• Problem 1
In the mailing list post on ARM DMA mapping, what does the ARM version of dma_alloc_coherent result in that makes it broken on modern CPUs?

• Document text
Thread (90 messages) 90 messages, 17 authors, 2011-05-03

[Linaro-mm-sig] [RFC] ARM DMA mapping TODO, v1

From: arnd@arndb.de (Arnd Bergmann)
Date: 2011-04-26 14:26:27
Also in: lkml

On Thursday 21 April 2011, Jesse Barnes wrote:
On Thu, 21 Apr 2011 21:29:16 +0200
Arnd Bergmann [off-list ref] wrote:
quoted
I think the recent discussions on linaro-mm-sig and the BoF last week
at ELC have been quite productive, and at least my understanding
of the missing pieces has improved quite a bit. This is a list of
things that I think need to be done in the kernel. Please complain
if any of these still seem controversial:

1. Fix the arm version of dma_alloc_coherent. It's in use today and
   is broken on modern CPUs because it results in both cached and
   uncached mappings. Rebecca suggested different approaches how to
   get there.

2. Implement dma_alloc_noncoherent on ARM. Marek pointed out
   that this is needed, and it currently is not implemented, with
   an outdated comment explaining why it used to not be possible
   to do it.

3. Convert ARM to use asm-generic/dma-mapping-common.h. We need
   both IOMMU and direct mapped DMA on some machines.
I don't think the DMA mapping and allocation APIs are sufficient for
high performance graphics at least.  It's fairly common to allocate a
bunch of buffers necessary to render a scene, build up a command buffer
that references them, then hand the whole thing off to the kernel to
execute at once on the GPU.  That allows for a lot of extra efficiency,
since it allows you to batch the MMU binding until execution occurs (or
even put it off entirely until the page is referenced by the GPU in the
case of faulting support).  It's also necessary to avoid livelocks
between two clients trying to render; if mapping is incremental on both
sides, it's possible that neither will be able to make forward
progress due to IOMMU space exhaustion.

• Rows
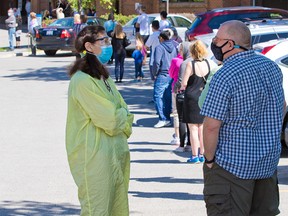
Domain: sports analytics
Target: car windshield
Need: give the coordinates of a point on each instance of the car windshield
(66, 22)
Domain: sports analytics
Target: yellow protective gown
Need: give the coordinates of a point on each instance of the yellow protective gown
(98, 125)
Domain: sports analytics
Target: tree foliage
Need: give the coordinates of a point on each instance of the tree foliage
(79, 5)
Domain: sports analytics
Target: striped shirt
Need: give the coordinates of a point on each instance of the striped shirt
(246, 94)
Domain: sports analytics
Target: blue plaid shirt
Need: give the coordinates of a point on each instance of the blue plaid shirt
(246, 94)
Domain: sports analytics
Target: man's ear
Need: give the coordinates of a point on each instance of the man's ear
(88, 47)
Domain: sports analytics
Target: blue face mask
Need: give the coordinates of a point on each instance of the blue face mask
(105, 54)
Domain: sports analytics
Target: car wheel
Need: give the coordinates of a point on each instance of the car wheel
(50, 52)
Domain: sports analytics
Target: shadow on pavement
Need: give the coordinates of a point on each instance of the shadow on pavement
(169, 180)
(157, 161)
(149, 143)
(150, 150)
(43, 74)
(147, 122)
(167, 195)
(32, 208)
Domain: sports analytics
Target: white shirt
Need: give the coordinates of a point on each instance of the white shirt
(143, 20)
(152, 42)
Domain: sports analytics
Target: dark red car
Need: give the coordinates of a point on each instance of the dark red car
(205, 22)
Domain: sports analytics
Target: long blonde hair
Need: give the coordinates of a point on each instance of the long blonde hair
(198, 50)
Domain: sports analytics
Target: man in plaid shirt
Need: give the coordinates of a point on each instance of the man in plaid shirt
(243, 118)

• Problem 2
Find every line of the records that contains the word "blonde" and copy each one.

• Answer 1
It results in both cached and uncached mappings.

• Answer 2
Target: long blonde hair
Need: give the coordinates of a point on each instance of the long blonde hair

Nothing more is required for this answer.